_To do_. Convert every line of the material below into a JSON list of strings, one string per line, and leave out any blank lines.

_Data to process_.
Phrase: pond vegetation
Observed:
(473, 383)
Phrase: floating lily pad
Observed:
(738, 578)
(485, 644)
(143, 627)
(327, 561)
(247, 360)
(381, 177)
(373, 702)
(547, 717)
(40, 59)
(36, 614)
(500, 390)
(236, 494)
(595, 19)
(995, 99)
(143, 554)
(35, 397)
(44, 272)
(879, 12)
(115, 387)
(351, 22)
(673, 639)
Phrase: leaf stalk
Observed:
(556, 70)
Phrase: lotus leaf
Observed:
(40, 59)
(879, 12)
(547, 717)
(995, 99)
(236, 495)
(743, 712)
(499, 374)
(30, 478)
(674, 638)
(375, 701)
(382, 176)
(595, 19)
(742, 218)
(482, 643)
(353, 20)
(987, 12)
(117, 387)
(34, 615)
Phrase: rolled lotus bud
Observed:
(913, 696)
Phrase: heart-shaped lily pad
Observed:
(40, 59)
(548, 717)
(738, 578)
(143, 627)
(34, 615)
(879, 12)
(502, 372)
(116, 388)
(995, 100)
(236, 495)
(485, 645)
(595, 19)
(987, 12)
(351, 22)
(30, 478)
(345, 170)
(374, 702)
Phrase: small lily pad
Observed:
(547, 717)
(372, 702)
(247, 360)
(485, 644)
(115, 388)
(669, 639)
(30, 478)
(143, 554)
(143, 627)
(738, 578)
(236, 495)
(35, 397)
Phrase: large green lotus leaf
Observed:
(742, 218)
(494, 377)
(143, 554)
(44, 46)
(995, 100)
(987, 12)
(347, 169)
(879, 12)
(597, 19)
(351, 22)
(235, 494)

_Result for this exercise_.
[
  "Phrase: pond vegetation",
  "Observed:",
  "(473, 383)",
  "Phrase: floating lily pad",
  "Observed:",
  "(738, 578)",
  "(485, 644)",
  "(143, 627)",
  "(327, 561)",
  "(247, 360)",
  "(381, 177)",
  "(373, 702)",
  "(547, 717)",
  "(40, 59)",
  "(36, 614)",
  "(500, 390)",
  "(236, 494)",
  "(595, 19)",
  "(995, 99)",
  "(143, 554)",
  "(35, 397)",
  "(44, 272)",
  "(879, 12)",
  "(115, 387)",
  "(351, 22)",
  "(673, 639)",
  "Phrase: leaf stalk",
  "Observed:",
  "(556, 70)",
  "Phrase: lotus leaf",
  "Observed:",
  "(40, 59)",
  "(879, 12)",
  "(547, 717)",
  "(995, 99)",
  "(236, 495)",
  "(743, 712)",
  "(499, 374)",
  "(30, 478)",
  "(674, 638)",
  "(375, 701)",
  "(382, 176)",
  "(595, 19)",
  "(742, 218)",
  "(482, 643)",
  "(353, 20)",
  "(987, 12)",
  "(117, 387)",
  "(34, 615)",
  "Phrase: rolled lotus bud",
  "Observed:",
  "(913, 696)",
  "Phrase: heart-shaped lily pad",
  "Observed:",
  "(40, 59)",
  "(548, 717)",
  "(738, 578)",
  "(143, 627)",
  "(34, 615)",
  "(879, 12)",
  "(502, 372)",
  "(116, 388)",
  "(995, 100)",
  "(236, 495)",
  "(485, 645)",
  "(595, 19)",
  "(987, 12)",
  "(351, 22)",
  "(30, 478)",
  "(345, 170)",
  "(374, 702)",
  "Phrase: small lily pad",
  "Observed:",
  "(547, 717)",
  "(372, 702)",
  "(247, 360)",
  "(485, 644)",
  "(115, 388)",
  "(669, 639)",
  "(30, 478)",
  "(143, 554)",
  "(143, 627)",
  "(738, 578)",
  "(236, 495)",
  "(35, 397)",
  "Phrase: large green lotus leaf",
  "Observed:",
  "(742, 218)",
  "(494, 377)",
  "(143, 554)",
  "(44, 46)",
  "(995, 100)",
  "(987, 12)",
  "(347, 169)",
  "(879, 12)",
  "(597, 19)",
  "(351, 22)",
  "(235, 494)"
]